**Work to be completed**. Print the items below line for line, with no changes, but leave out the pictures.

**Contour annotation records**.
***

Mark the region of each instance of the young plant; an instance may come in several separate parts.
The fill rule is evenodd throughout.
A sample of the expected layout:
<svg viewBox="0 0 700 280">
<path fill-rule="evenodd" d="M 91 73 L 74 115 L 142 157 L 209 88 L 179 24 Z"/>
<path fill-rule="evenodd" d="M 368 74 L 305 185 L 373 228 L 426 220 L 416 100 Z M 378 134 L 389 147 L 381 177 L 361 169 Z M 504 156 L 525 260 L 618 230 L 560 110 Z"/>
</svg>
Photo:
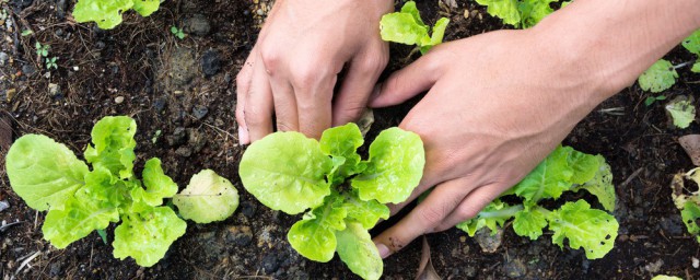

***

**Result of the exercise**.
Mark the region of each instance of the young plant; an instance may come in several separate parts.
The fill rule is evenodd throughout.
A sample of the expected layout:
<svg viewBox="0 0 700 280">
<path fill-rule="evenodd" d="M 91 73 L 74 115 L 142 157 L 209 88 L 179 24 Z"/>
<path fill-rule="evenodd" d="M 368 74 L 305 185 L 373 228 L 426 220 L 416 100 Z M 378 134 L 389 147 L 381 177 L 361 169 Z M 504 156 L 525 260 L 618 230 L 560 110 Z"/>
</svg>
Photo:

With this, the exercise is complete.